Top of Data to process

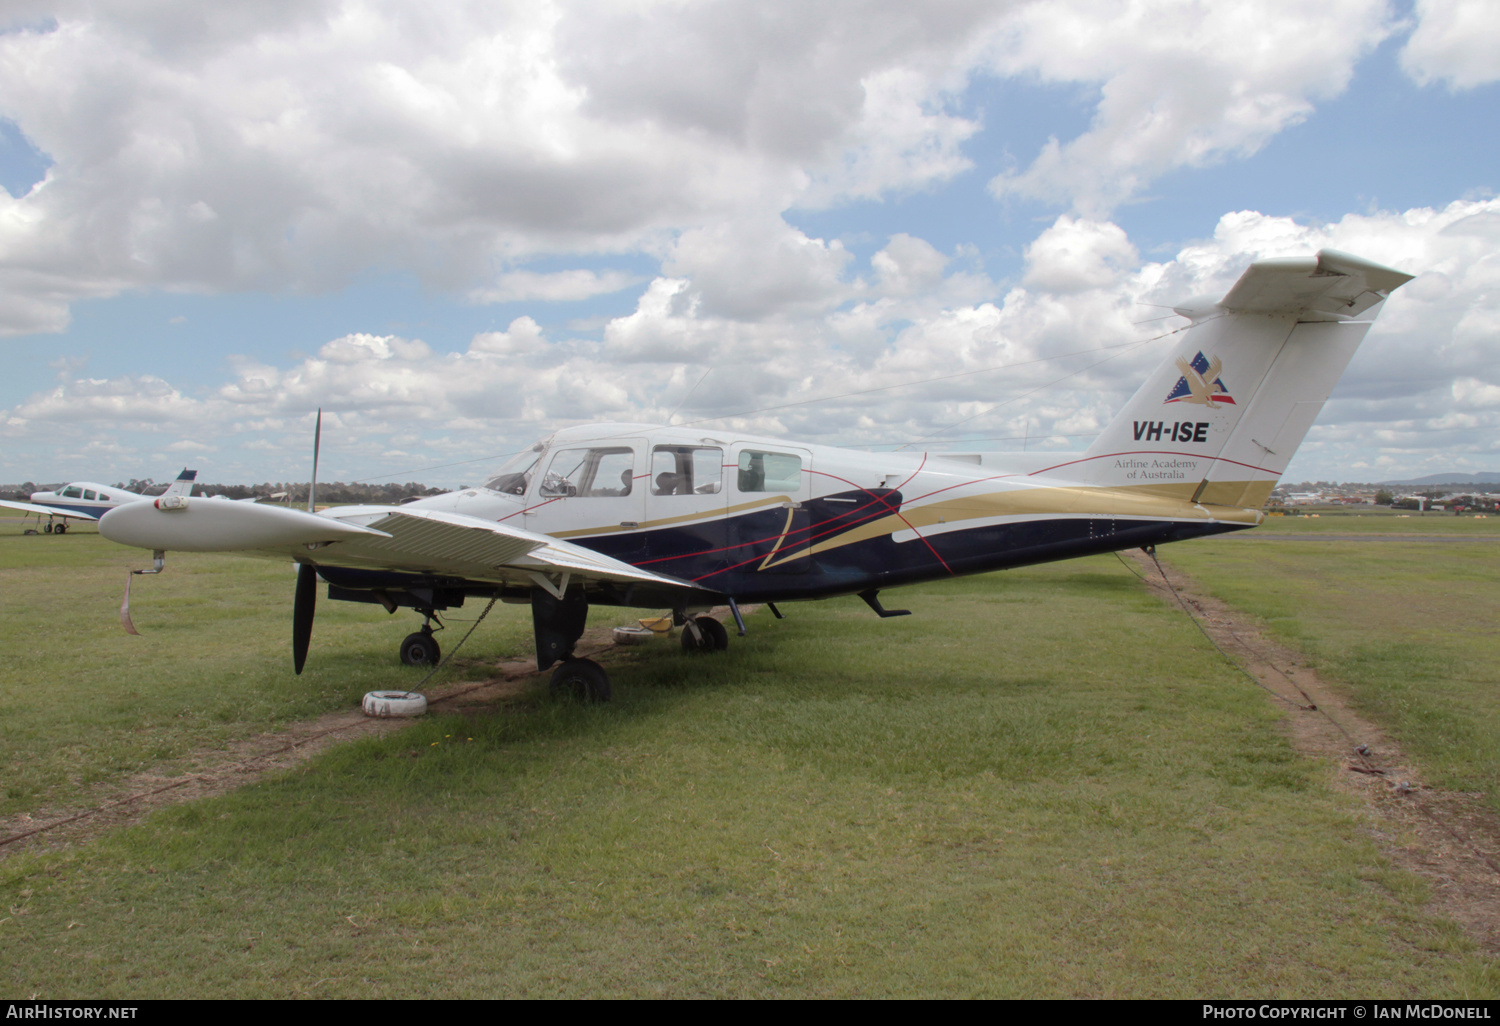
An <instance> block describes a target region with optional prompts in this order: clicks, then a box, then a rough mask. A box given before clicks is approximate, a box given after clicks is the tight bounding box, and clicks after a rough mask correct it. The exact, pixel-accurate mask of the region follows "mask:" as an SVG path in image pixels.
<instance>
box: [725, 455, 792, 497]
mask: <svg viewBox="0 0 1500 1026" xmlns="http://www.w3.org/2000/svg"><path fill="white" fill-rule="evenodd" d="M801 486H802V460H801V458H799V456H792V455H789V453H759V452H754V450H751V449H747V450H744V452H741V453H739V478H738V487H739V490H741V492H795V490H796V489H799V487H801Z"/></svg>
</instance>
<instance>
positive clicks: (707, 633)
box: [682, 616, 729, 652]
mask: <svg viewBox="0 0 1500 1026" xmlns="http://www.w3.org/2000/svg"><path fill="white" fill-rule="evenodd" d="M693 624H694V625H696V627H697V633H699V634H700V636H699V637H694V636H693V630H691V627H684V628H682V651H684V652H721V651H724V649H726V648H729V631H727V630H724V625H723V624H721V622H718V621H717V619H714V618H712V616H694V618H693Z"/></svg>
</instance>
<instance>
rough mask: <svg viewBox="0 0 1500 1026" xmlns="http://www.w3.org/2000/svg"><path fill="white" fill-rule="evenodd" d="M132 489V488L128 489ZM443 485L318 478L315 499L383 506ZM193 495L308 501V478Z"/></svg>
mask: <svg viewBox="0 0 1500 1026" xmlns="http://www.w3.org/2000/svg"><path fill="white" fill-rule="evenodd" d="M165 487H166V486H165V484H159V486H154V492H141V493H142V495H154V493H156V492H162V490H165ZM130 490H132V492H133V490H135V489H130ZM447 490H449V489H446V487H428V486H426V484H419V483H417V481H407V483H405V484H398V483H396V481H389V483H386V484H359V483H357V484H345V483H344V481H318V493H317V496H315V498H317V502H318V505H353V504H360V502H374V504H383V505H396V504H399V502H401V501H402V499H408V498H422V496H423V495H443V492H447ZM193 495H223V496H226V498H260V499H266V498H270V496H272V495H285V496H287V499H288V501H290V502H293V504H297V502H302V504H306V502H308V481H266V483H263V484H195V486H193Z"/></svg>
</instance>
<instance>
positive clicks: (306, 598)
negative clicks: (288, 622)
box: [291, 562, 318, 673]
mask: <svg viewBox="0 0 1500 1026" xmlns="http://www.w3.org/2000/svg"><path fill="white" fill-rule="evenodd" d="M317 607H318V571H317V568H314V565H312V564H311V562H302V564H299V565H297V597H296V598H294V600H293V604H291V664H293V666H294V667H296V669H297V672H299V673H302V664H303V663H306V661H308V642H309V640H312V613H314V612H315V610H317Z"/></svg>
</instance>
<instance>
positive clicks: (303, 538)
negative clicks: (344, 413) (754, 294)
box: [99, 251, 1412, 700]
mask: <svg viewBox="0 0 1500 1026" xmlns="http://www.w3.org/2000/svg"><path fill="white" fill-rule="evenodd" d="M1410 279H1412V276H1410V275H1403V273H1401V272H1395V270H1391V269H1388V267H1382V266H1379V264H1373V263H1370V261H1365V260H1361V258H1358V257H1350V255H1346V254H1340V252H1334V251H1323V252H1320V254H1317V255H1316V257H1307V258H1293V260H1263V261H1257V263H1254V264H1251V267H1250V269H1248V270H1247V272H1245V273H1244V276H1241V279H1239V281H1238V282H1236V284H1235V287H1233V288H1232V290H1230V291H1229V293H1227V294H1226V296H1224V297H1221V299H1199V300H1193V302H1188V303H1185V305H1182V306H1178V308H1176V312H1178V314H1181V315H1184V317H1187V318H1188V320H1190V321H1191V323H1193V324H1191V327H1190V329H1188V330H1187V332H1185V333H1184V339H1182V342H1181V344H1179V345H1178V348H1176V351H1175V353H1173V354H1172V356H1170V357H1169V359H1167V360H1166V362H1164V363H1163V365H1161V366H1160V368H1157V371H1155V372H1154V374H1152V375H1151V377H1149V378H1148V380H1146V383H1145V384H1143V386H1142V387H1140V390H1139V392H1137V393H1136V396H1134V398H1133V399H1131V401H1130V404H1128V405H1127V407H1125V410H1124V411H1122V413H1121V414H1119V416H1118V417H1116V419H1115V420H1113V422H1112V423H1110V425H1109V426H1107V428H1106V429H1104V431H1103V434H1100V437H1098V438H1097V440H1095V443H1094V444H1092V446H1091V447H1089V449H1088V450H1086V452H1083V453H1025V455H1016V453H1008V455H1001V453H969V455H954V453H948V455H944V453H871V452H856V450H847V449H835V447H829V446H808V444H798V443H787V441H781V440H775V438H759V437H751V435H744V434H739V432H738V431H733V429H723V431H705V429H697V428H654V426H648V425H595V426H588V428H570V429H567V431H559V432H556V434H553V435H550V437H549V438H544V440H541V441H538V443H537V444H535V446H532V447H531V449H529V450H528V452H525V453H520V455H519V456H516V458H513V459H511V460H510V462H508V463H505V465H504V466H502V468H501V471H499V474H496V475H495V477H493V478H490V480H487V481H486V483H484V484H483V486H481V487H471V489H463V490H460V492H450V493H447V495H438V496H432V498H423V499H419V501H413V502H408V504H405V505H345V507H338V508H329V510H323V511H321V513H311V511H308V513H303V511H299V510H290V508H278V507H270V505H254V504H249V502H202V501H198V499H189V498H186V496H165V498H162V499H157V501H154V502H136V504H132V505H123V507H120V508H115V510H111V511H110V513H107V514H105V516H104V519H102V520H101V522H99V531H101V534H104V535H105V537H108V538H113V540H115V541H120V543H123V544H133V546H139V547H142V549H153V550H154V555H156V565H157V568H159V567H160V565H162V559H163V555H165V552H166V550H172V549H180V550H186V552H220V550H240V552H245V553H246V555H258V556H269V558H275V559H287V558H291V559H294V561H296V562H299V564H300V567H299V577H297V592H296V604H294V615H293V661H294V666H296V669H297V672H299V673H300V672H302V667H303V661H305V658H306V654H308V643H309V637H311V630H312V613H314V601H315V588H317V582H318V579H320V577H321V579H323V580H324V582H327V585H329V597H330V598H336V600H353V601H372V603H380V604H383V606H384V607H386V609H387V610H390V612H395V610H396V607H399V606H410V607H413V609H416V610H417V612H419V613H422V615H423V618H425V621H426V622H425V624H423V627H422V630H419V631H417V633H414V634H410V636H408V637H407V639H405V640H404V642H402V658H404V660H405V661H408V663H435V661H438V657H440V652H438V645H437V642H435V640H434V637H432V621H434V619H435V618H437V613H438V612H440V610H444V609H450V607H453V606H459V604H462V603H463V600H465V598H468V597H480V598H496V597H498V598H501V600H504V601H516V603H529V606H531V616H532V625H534V630H535V649H537V669H538V670H544V669H546V667H549V666H552V664H555V663H561V664H559V666H558V669H556V670H555V672H553V675H552V687H553V690H561V691H568V693H573V694H577V696H579V697H585V699H594V700H601V699H607V697H609V691H610V687H609V678H607V676H606V673H604V670H603V669H601V667H600V666H598V664H597V663H594V661H591V660H588V658H579V657H576V655H574V651H573V649H574V645H576V642H577V639H579V637H580V634H582V631H583V622H585V619H586V615H588V607H589V604H607V606H636V607H649V609H661V607H667V609H672V610H673V621H675V622H676V624H678V625H681V627H684V631H682V643H684V646H685V648H690V649H720V648H726V646H727V631H726V630H724V627H723V625H721V624H720V622H718V621H717V619H714V618H711V616H706V615H703V613H705V610H706V609H708V607H711V606H718V604H726V606H729V609H730V610H732V613H733V618H735V621H736V624H738V627H739V633H741V634H742V633H744V621H742V619H741V616H739V603H745V601H759V603H769V607H771V612H772V613H775V615H777V616H780V615H781V613H780V610H778V609H777V606H775V603H780V601H789V600H796V598H823V597H829V595H843V594H856V595H859V597H861V598H862V600H864V601H865V603H868V606H870V607H871V609H873V610H874V612H876V613H879V615H880V616H894V615H901V613H903V612H906V610H891V609H885V607H883V606H882V604H880V600H879V592H880V591H882V589H885V588H894V586H897V585H904V583H913V582H918V580H932V579H936V577H947V576H954V574H965V573H981V571H986V570H999V568H1005V567H1016V565H1023V564H1032V562H1046V561H1052V559H1067V558H1071V556H1082V555H1092V553H1100V552H1115V550H1122V549H1130V547H1137V546H1155V544H1161V543H1164V541H1181V540H1185V538H1197V537H1203V535H1208V534H1220V532H1224V531H1239V529H1244V528H1250V526H1256V525H1257V523H1260V522H1262V519H1263V516H1265V514H1263V513H1262V510H1260V507H1262V505H1263V504H1265V501H1266V498H1268V496H1269V495H1271V489H1272V487H1274V486H1275V481H1277V478H1278V477H1280V475H1281V472H1283V471H1284V469H1286V468H1287V462H1289V460H1290V459H1292V455H1293V453H1295V452H1296V449H1298V446H1299V444H1301V443H1302V438H1304V435H1307V432H1308V429H1310V428H1311V426H1313V422H1314V420H1316V417H1317V414H1319V411H1320V410H1322V408H1323V402H1325V401H1326V399H1328V396H1329V393H1331V392H1332V389H1334V386H1335V383H1337V381H1338V378H1340V375H1341V374H1343V372H1344V368H1346V366H1347V365H1349V360H1350V357H1353V354H1355V350H1356V348H1358V347H1359V342H1361V341H1362V339H1364V336H1365V332H1368V330H1370V324H1371V321H1373V320H1374V317H1376V314H1377V312H1379V309H1380V303H1382V302H1383V300H1385V299H1386V296H1389V294H1391V291H1392V290H1395V288H1398V287H1400V285H1403V284H1404V282H1407V281H1410Z"/></svg>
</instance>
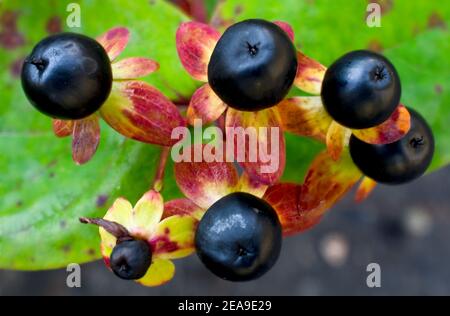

Bottom of Data to process

Requirement | Return the data verbatim, starting at the beginning and ending with the line that contains "box: [725, 455, 792, 497]", both ends included. Leave the pictures out of your answer.

Answer for this exercise |
An <instance> block describes a target region with optional prompts in this order: clicks, then a box, then a rough mask. A box given before clicks is approximate, a box given after clicks is the tight bounding box, and clicks after a rough mask correct it. The exact, pixel-accurate mask of the region follows "mask:" as an SVG path in image pixels.
<instance>
box: [725, 455, 792, 497]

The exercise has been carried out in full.